SOURCE PASSAGE:
━━━━━━━━━━━━━━━━━━━━
Old Chemist Senior Member United Kingdom Joined 5176 days ago 227 posts - 285 votes Speaks: English* Studies: German
| Message 73 of 95 01 October 2010 at 6:50pm | IP Logged |
I found s_allard’s remark :
“It is not about memorizing the material to parrot it. It is more about internalizing the underlying patterns. Certain set phrases can be learned verbatim and incorporated into one's speech. Other things can be seen as instances of certain rules. “
close to the way I feel about memorization. The thing is not to able to repeat every word of a foreign text, but the resulting comprehension, ability to reproduce various common phrases, improvement in vocabulary, etc.
I – shamelessly-quote slucido twice:
"If you know the texts verbatim, you can revise them anywhere. You don't need any device like mp3, notebooks, flashcards...That's the advantage of knowing texts, dialogs or songs by heart. You just start reviewing and
I think it depends on your goals.
If you only want to learn one language to a very high or native level, I agree.
━━━━━━━━━━━━━━━━━━━━
(Data records)

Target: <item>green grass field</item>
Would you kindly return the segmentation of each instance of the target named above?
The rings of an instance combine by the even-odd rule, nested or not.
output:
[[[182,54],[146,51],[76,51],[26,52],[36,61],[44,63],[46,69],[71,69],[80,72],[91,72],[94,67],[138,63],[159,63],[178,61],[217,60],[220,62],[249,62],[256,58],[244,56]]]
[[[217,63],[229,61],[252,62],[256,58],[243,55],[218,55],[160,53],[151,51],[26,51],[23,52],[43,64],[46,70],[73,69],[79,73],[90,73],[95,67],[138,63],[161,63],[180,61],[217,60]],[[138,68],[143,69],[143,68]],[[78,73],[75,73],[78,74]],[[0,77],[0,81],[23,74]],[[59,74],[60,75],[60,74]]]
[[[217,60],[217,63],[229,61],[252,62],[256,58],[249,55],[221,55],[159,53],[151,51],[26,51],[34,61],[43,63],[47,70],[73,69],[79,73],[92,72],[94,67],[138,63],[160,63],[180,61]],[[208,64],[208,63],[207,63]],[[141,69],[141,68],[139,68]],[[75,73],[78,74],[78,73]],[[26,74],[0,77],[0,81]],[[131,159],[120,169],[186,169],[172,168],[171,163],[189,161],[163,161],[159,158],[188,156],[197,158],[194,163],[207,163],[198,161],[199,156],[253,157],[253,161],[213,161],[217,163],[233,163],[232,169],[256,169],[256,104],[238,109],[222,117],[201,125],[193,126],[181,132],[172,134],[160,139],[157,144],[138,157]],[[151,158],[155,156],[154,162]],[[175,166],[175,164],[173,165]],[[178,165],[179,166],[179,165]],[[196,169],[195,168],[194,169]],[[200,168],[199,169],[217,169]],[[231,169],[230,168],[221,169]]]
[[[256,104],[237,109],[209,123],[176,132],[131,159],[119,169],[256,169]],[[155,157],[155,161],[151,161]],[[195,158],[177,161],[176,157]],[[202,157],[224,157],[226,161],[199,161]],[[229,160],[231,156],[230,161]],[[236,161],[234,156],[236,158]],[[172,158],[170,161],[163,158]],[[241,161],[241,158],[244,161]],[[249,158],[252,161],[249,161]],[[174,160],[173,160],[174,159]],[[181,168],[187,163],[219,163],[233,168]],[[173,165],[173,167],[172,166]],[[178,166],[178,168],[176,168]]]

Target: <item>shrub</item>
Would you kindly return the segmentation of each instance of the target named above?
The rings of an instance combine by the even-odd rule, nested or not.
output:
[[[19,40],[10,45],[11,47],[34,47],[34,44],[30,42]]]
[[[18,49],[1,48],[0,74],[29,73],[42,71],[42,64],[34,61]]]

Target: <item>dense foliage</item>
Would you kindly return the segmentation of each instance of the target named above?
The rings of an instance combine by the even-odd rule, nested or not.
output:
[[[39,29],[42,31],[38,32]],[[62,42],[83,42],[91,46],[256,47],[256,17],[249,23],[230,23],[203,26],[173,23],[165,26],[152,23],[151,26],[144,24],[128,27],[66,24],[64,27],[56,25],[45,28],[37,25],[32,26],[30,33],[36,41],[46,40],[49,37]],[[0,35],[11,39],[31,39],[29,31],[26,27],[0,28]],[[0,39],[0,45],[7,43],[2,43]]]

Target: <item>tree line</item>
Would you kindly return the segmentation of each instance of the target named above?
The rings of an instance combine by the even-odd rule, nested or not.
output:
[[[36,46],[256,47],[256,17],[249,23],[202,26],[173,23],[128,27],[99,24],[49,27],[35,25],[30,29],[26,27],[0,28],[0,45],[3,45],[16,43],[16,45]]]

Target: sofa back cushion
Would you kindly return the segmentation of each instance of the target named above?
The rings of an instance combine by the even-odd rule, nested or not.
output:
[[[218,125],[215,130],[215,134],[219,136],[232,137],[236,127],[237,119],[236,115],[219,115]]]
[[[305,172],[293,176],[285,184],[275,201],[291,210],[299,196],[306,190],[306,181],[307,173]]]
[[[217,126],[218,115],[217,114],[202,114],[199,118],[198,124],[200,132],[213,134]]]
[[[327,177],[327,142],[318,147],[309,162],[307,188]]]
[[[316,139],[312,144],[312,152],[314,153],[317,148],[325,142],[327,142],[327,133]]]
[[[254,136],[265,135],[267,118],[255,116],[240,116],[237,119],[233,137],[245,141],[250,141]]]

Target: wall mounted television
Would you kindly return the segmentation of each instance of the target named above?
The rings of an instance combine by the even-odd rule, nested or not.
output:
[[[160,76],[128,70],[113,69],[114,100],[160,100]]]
━━━━━━━━━━━━━━━━━━━━
TASK LIST:
[1] In the forum post about memorization, what does the quoted remark say can be learned verbatim and incorporated into one's speech?
[2] In the data records, take the lines starting with the one containing "Target: <item>shrub</item>" and going on through the one containing "[[[18,49],[1,48],[0,74],[29,73],[42,71],[42,64],[34,61]]]", and write them out again with "kindly" replaced by "please" and everything else unchanged.

TASK SOLUTIONS:
[1] Certain set phrases.

[2]
Target: <item>shrub</item>
Would you please return the segmentation of each instance of the target named above?
The rings of an instance combine by the even-odd rule, nested or not.
output:
[[[19,40],[10,45],[11,47],[34,47],[34,44],[30,42]]]
[[[18,49],[1,48],[0,74],[29,73],[42,71],[42,64],[34,61]]]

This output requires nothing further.